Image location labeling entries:
++++++++++++++++++++
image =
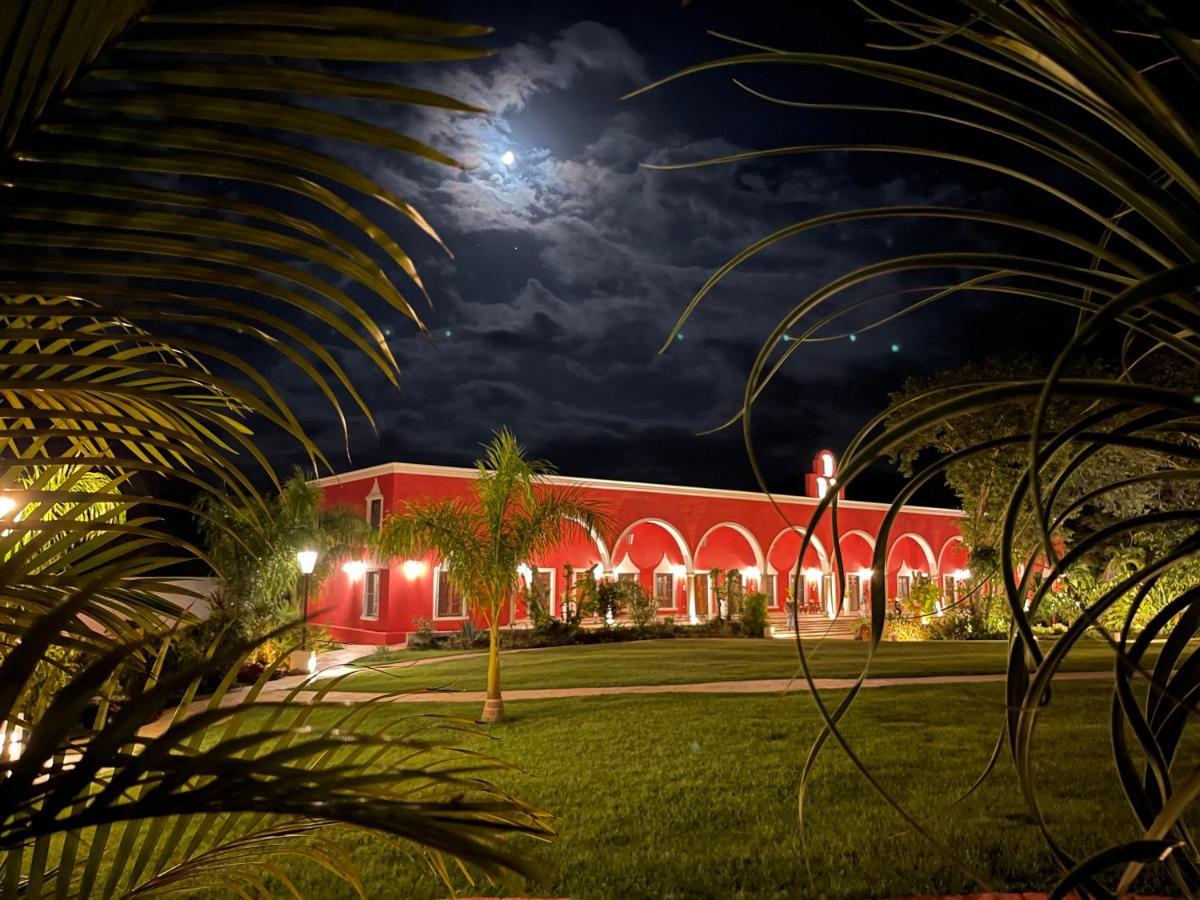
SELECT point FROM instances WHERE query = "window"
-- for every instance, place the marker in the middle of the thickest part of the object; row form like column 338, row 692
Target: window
column 949, row 588
column 541, row 591
column 371, row 594
column 853, row 592
column 701, row 588
column 450, row 604
column 664, row 589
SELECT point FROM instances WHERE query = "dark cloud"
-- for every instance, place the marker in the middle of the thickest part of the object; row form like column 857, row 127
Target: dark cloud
column 571, row 267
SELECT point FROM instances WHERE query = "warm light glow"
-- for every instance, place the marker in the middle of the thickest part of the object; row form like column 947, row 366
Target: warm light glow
column 307, row 561
column 11, row 743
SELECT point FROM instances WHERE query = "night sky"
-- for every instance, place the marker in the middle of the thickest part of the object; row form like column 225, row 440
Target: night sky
column 573, row 263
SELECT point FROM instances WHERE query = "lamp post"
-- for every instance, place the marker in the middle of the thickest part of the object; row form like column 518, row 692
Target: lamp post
column 307, row 561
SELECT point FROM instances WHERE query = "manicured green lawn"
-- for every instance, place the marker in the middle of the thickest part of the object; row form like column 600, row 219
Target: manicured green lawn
column 696, row 796
column 383, row 657
column 691, row 660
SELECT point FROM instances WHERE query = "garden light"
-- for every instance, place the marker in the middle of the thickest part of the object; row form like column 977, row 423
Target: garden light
column 307, row 561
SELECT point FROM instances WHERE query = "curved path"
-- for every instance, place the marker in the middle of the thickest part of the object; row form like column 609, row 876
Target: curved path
column 762, row 685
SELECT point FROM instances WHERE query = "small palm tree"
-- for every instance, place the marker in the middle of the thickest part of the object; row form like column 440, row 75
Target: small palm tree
column 511, row 517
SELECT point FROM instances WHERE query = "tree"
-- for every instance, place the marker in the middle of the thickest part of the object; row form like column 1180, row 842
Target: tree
column 253, row 551
column 511, row 517
column 1078, row 121
column 984, row 481
column 180, row 239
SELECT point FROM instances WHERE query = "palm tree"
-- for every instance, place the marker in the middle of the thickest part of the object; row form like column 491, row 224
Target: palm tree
column 177, row 221
column 1083, row 117
column 255, row 549
column 511, row 517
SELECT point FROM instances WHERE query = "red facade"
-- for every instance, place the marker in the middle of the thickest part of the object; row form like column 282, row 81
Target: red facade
column 665, row 537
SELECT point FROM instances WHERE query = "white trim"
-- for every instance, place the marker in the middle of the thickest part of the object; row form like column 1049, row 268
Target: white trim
column 684, row 551
column 625, row 567
column 437, row 583
column 375, row 495
column 412, row 468
column 665, row 567
column 955, row 539
column 859, row 533
column 815, row 544
column 550, row 598
column 363, row 594
column 759, row 558
column 921, row 543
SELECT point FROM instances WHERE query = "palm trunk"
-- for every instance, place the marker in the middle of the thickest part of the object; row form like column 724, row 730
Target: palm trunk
column 493, row 707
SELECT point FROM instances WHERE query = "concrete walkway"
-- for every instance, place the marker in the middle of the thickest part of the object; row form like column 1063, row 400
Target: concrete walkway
column 762, row 685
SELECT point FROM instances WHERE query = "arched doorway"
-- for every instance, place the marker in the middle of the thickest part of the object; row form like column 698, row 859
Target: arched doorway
column 910, row 562
column 724, row 549
column 808, row 581
column 653, row 552
column 857, row 549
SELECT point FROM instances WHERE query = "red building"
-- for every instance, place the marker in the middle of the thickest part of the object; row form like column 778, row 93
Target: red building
column 667, row 538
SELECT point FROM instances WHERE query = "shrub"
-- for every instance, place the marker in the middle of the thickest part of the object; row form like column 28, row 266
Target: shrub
column 640, row 604
column 754, row 615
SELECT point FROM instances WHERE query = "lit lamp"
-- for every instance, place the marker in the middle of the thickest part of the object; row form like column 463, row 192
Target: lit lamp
column 7, row 505
column 306, row 659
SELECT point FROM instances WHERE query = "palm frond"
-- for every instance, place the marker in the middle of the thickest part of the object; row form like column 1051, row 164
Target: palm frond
column 1049, row 97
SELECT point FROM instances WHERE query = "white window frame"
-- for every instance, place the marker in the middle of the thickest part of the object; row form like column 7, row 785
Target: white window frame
column 376, row 496
column 550, row 599
column 853, row 592
column 378, row 583
column 671, row 593
column 438, row 573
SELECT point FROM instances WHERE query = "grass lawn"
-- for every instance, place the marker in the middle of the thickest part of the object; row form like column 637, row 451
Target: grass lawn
column 691, row 660
column 696, row 796
column 384, row 657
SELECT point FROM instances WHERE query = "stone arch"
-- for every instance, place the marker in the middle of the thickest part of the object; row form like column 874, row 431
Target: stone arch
column 785, row 573
column 684, row 551
column 598, row 539
column 894, row 573
column 951, row 546
column 921, row 543
column 755, row 547
column 816, row 544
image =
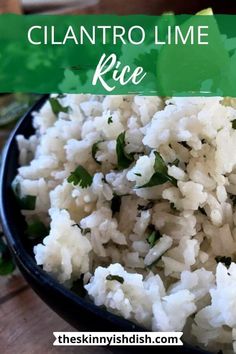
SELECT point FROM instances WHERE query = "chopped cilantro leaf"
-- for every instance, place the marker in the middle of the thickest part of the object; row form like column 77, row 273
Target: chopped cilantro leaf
++++++++++++++++++++
Render every line of the material above as a JSON list of strings, one string per line, omitting blank lines. Leave the pictures out of the answer.

[
  "image =",
  "SELECT point FROM instances WHERE query = \"window\"",
  "-- for every instance, place the marker in the middle of the thickest part of the object; row form like column 338, row 692",
  "Target: window",
  "column 949, row 588",
  "column 541, row 591",
  "column 371, row 594",
  "column 853, row 592",
  "column 701, row 588",
  "column 450, row 604",
  "column 664, row 589",
  "SELECT point FROM instances WHERE query = \"dark cloud\"",
  "-- for every instance, place the marker in the middle of the thickest part of the object; row form like column 857, row 127",
  "Target: dark cloud",
  "column 571, row 267",
  "SELECT point FROM instances WHERE query = \"warm light glow\"",
  "-- for every instance, place the marker in the middle of the thickest part of the object; row form like column 947, row 366",
  "Target: warm light glow",
  "column 307, row 561",
  "column 11, row 743",
  "SELECT point FROM instances WHERE query = \"night sky\"",
  "-- for every instance, place the marker in the middle of the thickest part of the object; row form like column 225, row 440",
  "Target: night sky",
  "column 573, row 263",
  "SELECT point FROM instances WHERE query = \"lamp post\"",
  "-- for every instance, place the marker in the middle of the thickest part of the object; row form like column 518, row 692",
  "Target: lamp post",
  "column 307, row 561",
  "SELECT point FROM instances WHERE query = \"manicured green lawn\"",
  "-- for every instance, place the marker in the middle of the thickest part of the object; row form like column 600, row 219",
  "Target: manicured green lawn",
  "column 696, row 796",
  "column 383, row 657",
  "column 691, row 660",
  "SELECT point FROM instances WHERE query = \"garden light\"",
  "-- for every instance, place the marker in the middle of the thickest part of the object; row form like column 977, row 423",
  "Target: garden light",
  "column 307, row 561",
  "SELECT point FROM instances WHERE query = \"curved path\"",
  "-- for every instance, place the marker in the middle of the thickest part of the object; row form like column 609, row 876",
  "Target: curved path",
  "column 762, row 685",
  "SELECT point FROM instances WHERE query = \"small palm tree\"",
  "-- for every instance, place the marker in the middle of the thickest part of the object; row form like column 440, row 75",
  "Target: small palm tree",
  "column 511, row 517",
  "SELECT point FROM instances WHERE query = \"tree\"",
  "-- for every instance, place the marker in the middle of the thickest part of the object; row form like column 1180, row 842",
  "Target: tree",
  "column 253, row 551",
  "column 511, row 517",
  "column 1078, row 121",
  "column 984, row 481",
  "column 180, row 239",
  "SELECT point FROM instances WHERE query = \"palm tree\"",
  "-- for every instance, place the marker in the middle of the thickest part of the object; row form like column 491, row 224",
  "Target: palm tree",
  "column 177, row 221",
  "column 1083, row 117",
  "column 255, row 549",
  "column 511, row 517",
  "SELECT point FROM instances WHERE query = \"red facade\"",
  "-- for every instance, place the marker in the middle of the thickest part of the object; row form like column 282, row 81",
  "Target: red facade",
  "column 665, row 537",
  "SELECT point FROM instances WHERE query = \"white trim\"",
  "-- for every instance, place the marker in the middle of the thickest part of the object; row form like column 1049, row 268",
  "Target: white trim",
  "column 684, row 551",
  "column 625, row 567",
  "column 437, row 583",
  "column 375, row 495",
  "column 412, row 468",
  "column 665, row 567",
  "column 955, row 539",
  "column 859, row 533",
  "column 815, row 544",
  "column 550, row 598",
  "column 363, row 594",
  "column 759, row 558",
  "column 921, row 543",
  "SELECT point FROM instances WHERE query = \"palm trunk\"",
  "-- for every instance, place the marker in the middle of the thickest part of the object; row form like column 724, row 730",
  "Target: palm trunk",
  "column 493, row 707",
  "SELECT point FROM instances WHERE query = \"concrete walkway\"",
  "-- for every instance, place the marker in the middle of the thickest part of the object; row form like column 1063, row 400",
  "Target: concrete walkway",
  "column 762, row 685",
  "SELECT point FROM instances WHERE query = \"arched doorway\"",
  "-- for every instance, place the marker in the middle of the thickest part of the object; row form like column 698, row 859",
  "Target: arched doorway",
  "column 910, row 562",
  "column 724, row 549",
  "column 808, row 581",
  "column 653, row 552",
  "column 857, row 549",
  "SELECT point FROM instances WHERE query = \"red building\"",
  "-- for every instance, place the marker in the middle of the thickest part of the object; row form like column 778, row 93",
  "Target: red building",
  "column 667, row 538",
  "SELECT point FROM instances WHERE query = \"shrub\"",
  "-- for every instance, place the marker in the middle of the thickest part of the object; row form like column 28, row 266",
  "Target: shrub",
  "column 640, row 604",
  "column 754, row 615",
  "SELECT point FROM instances WHERE query = \"lit lamp\"",
  "-- for every instance, place the marker in the middle of the thickest part of the object; row form like column 463, row 192",
  "Target: lit lamp",
  "column 7, row 505",
  "column 306, row 659",
  "SELECT point FROM instances WHERE query = \"palm frond\"",
  "-- for every instance, place the marker in the middle of the thickest part of the object; row form like column 1051, row 164",
  "Target: palm frond",
  "column 1049, row 97",
  "SELECT point FROM instances WHERE query = \"white window frame\"",
  "-- for every instance, place the marker in the middle of the thickest part of the object; row form like column 7, row 785",
  "Target: white window frame",
  "column 376, row 496",
  "column 550, row 599",
  "column 853, row 592",
  "column 378, row 583",
  "column 671, row 593",
  "column 438, row 573",
  "SELECT point FROM instances WHERE query = \"grass lawn\"",
  "-- for every instance, place the marker in the middle of the thickest part of the object; row form like column 637, row 451",
  "Target: grass lawn",
  "column 691, row 660",
  "column 696, row 796",
  "column 384, row 657",
  "SELECT point FROM instances WHERE query = \"stone arch\"",
  "-- for every instance, place the marker in the middle of the thickest part of the object; row form like column 874, row 431",
  "Target: stone arch",
  "column 785, row 573",
  "column 684, row 551",
  "column 598, row 539",
  "column 894, row 573",
  "column 951, row 546",
  "column 921, row 543",
  "column 755, row 547",
  "column 816, row 544",
  "image =",
  "SELECT point FROM instances WHERE query = \"chopped cilantro leaf\"",
  "-- for every instance, place the marker in the middle of the thickest part of the object; row form like column 77, row 273",
  "Target: chopped cilantro leaf"
]